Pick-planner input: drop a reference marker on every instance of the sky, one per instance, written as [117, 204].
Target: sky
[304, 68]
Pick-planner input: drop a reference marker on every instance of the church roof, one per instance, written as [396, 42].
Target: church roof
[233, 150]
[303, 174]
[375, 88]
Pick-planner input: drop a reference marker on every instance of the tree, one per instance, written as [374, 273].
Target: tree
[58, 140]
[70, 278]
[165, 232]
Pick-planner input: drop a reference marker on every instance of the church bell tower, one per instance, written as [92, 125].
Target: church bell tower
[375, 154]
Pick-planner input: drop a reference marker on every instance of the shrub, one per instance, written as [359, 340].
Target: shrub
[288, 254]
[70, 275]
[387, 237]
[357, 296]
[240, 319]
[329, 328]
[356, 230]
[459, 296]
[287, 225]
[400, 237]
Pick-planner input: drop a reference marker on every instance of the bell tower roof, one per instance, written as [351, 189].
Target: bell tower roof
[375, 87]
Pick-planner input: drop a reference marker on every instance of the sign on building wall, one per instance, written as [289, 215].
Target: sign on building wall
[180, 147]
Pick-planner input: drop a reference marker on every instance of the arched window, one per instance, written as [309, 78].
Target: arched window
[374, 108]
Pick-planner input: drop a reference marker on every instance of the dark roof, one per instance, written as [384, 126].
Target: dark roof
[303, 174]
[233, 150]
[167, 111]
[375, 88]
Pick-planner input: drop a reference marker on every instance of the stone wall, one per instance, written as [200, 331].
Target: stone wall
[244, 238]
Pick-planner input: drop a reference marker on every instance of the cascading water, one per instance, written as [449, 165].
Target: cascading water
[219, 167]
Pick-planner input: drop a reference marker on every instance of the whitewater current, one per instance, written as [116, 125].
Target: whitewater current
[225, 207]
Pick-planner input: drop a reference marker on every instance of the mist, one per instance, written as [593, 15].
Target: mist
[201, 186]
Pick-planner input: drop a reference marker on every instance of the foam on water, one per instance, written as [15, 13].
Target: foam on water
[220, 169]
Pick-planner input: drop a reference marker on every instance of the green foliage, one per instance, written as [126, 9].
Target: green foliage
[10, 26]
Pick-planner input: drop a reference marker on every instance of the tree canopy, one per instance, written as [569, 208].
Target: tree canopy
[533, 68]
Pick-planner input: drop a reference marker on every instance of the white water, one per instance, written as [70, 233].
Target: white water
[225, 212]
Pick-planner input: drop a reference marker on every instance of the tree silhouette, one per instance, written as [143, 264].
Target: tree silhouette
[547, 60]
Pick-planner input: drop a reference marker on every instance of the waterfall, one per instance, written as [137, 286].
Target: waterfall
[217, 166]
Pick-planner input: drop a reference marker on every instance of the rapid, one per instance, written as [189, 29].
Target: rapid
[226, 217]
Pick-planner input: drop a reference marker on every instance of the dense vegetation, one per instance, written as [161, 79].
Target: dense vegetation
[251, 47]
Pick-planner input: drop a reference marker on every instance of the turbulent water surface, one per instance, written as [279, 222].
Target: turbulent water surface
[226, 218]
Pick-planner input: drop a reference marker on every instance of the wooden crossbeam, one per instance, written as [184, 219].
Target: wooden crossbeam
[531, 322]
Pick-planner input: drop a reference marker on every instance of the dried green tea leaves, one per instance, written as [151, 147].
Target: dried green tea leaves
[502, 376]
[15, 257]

▶ _What you have to do_:
Can you put the whole listing above into a two-column CSV with the columns "prompt" and "points", one row per request? Put each request's text and its answer in a single quoted field each, with line breaks turned into spaces.

▶ _Right answer_:
prompt,points
"Pick-planner input: drop a reference marker on every instance of the sky, one per instance, written as [117, 204]. Target: sky","[304, 68]"
"Pick-planner input: drop a reference marker on every instance of the church roof, one per instance, written as [396, 42]. Target: church roof","[233, 150] [303, 174] [375, 88]"
"Pick-planner input: drop a reference marker on every instance of the tree, one per instance, written as [374, 273]. Target: tree","[58, 140] [70, 278] [165, 232]"
"Pick-planner input: drop a reference marker on every instance of the church bell tower, one per instance, written as [92, 125]. Target: church bell tower","[375, 154]"
"Pick-planner input: drop a reference marker on every instance of the shrub, one per instance, written as [359, 340]. Target: shrub","[288, 254] [70, 275] [387, 237] [357, 296] [240, 319] [329, 328] [356, 230] [459, 296] [287, 225] [400, 237]"
"Pick-planner input: drop a reference marker on every instance of the bell tower roof, one per instance, written as [351, 189]. Target: bell tower roof","[375, 87]"
"Pick-planner input: drop a reference marker on every instance of the sign on building wall, one per instance, written as [289, 215]. Target: sign on building wall","[180, 147]"
"Pick-planner input: drop a reference marker on every instance of the arched window, one per instance, written as [309, 78]. Target: arched window","[374, 108]"
"Pick-planner input: drop a reference marker on every instance of the dark roof, one per instance, written as [384, 126]. Target: dark roof","[303, 174] [233, 150] [167, 111] [375, 88]"
"Pick-planner input: drop a reference marker on every instance of the stone wall, one per instance, written as [200, 331]. Target: stone wall","[244, 238]"
"Pick-planner input: drop a reference marker on every instance of the cascading water, one per instance, written as [449, 165]. Target: cascading water","[219, 167]"
"Pick-planner input: drop a reference marker on every instance of the whitewater current, one per instance, written as [116, 125]. Target: whitewater current","[225, 207]"
"Pick-planner input: drop a reference marker on every instance of the mist, one per instance, written as [593, 15]. Target: mist","[201, 186]"
"Pick-planner input: drop a reference marker on every instance of the foam on water, one per instance, written as [15, 13]. Target: foam on water","[220, 169]"
"Pick-planner input: drop a reference marker on every instance of the green foliage, one per instance, written as [126, 9]. Target: green foliage","[10, 26]"
"Pick-planner input: drop a reference marker on every instance of the tree canopy, one per instance, written as [569, 208]. Target: tree canopy","[533, 68]"
"Pick-planner input: drop a reference marker on every instance of the white water, one per instance, written as [70, 233]. Target: white water","[225, 212]"
"Pick-planner input: drop a reference marker on every instance of the tree silhouette, one per instance, written as [143, 264]. Target: tree silhouette","[547, 60]"
"Pick-planner input: drop a reference marker on every instance of the waterfall, one per instance, written as [137, 286]. Target: waterfall","[217, 166]"
"Pick-planner input: drop a reference marker on every instance of the rapid, one per instance, written as [189, 29]. Target: rapid","[226, 217]"
"Pick-planner input: drop a reference marker on every instance of the dense vegetation, one per instance, written as [161, 79]. Target: dense vegetation","[251, 47]"
"Pick-planner input: drop a reference marker on every instance of the turbulent water surface, one per instance, written as [279, 222]. Target: turbulent water surface","[226, 218]"
"Pick-planner input: drop a reference marker on every instance of the wooden crossbeam, one per instance, written as [184, 219]. Target: wooden crossbeam","[531, 322]"
"Pick-planner input: drop a reference marker on every instance of the dried green tea leaves, one per instance, written as [151, 147]. Target: dried green tea leaves","[502, 376] [15, 257]"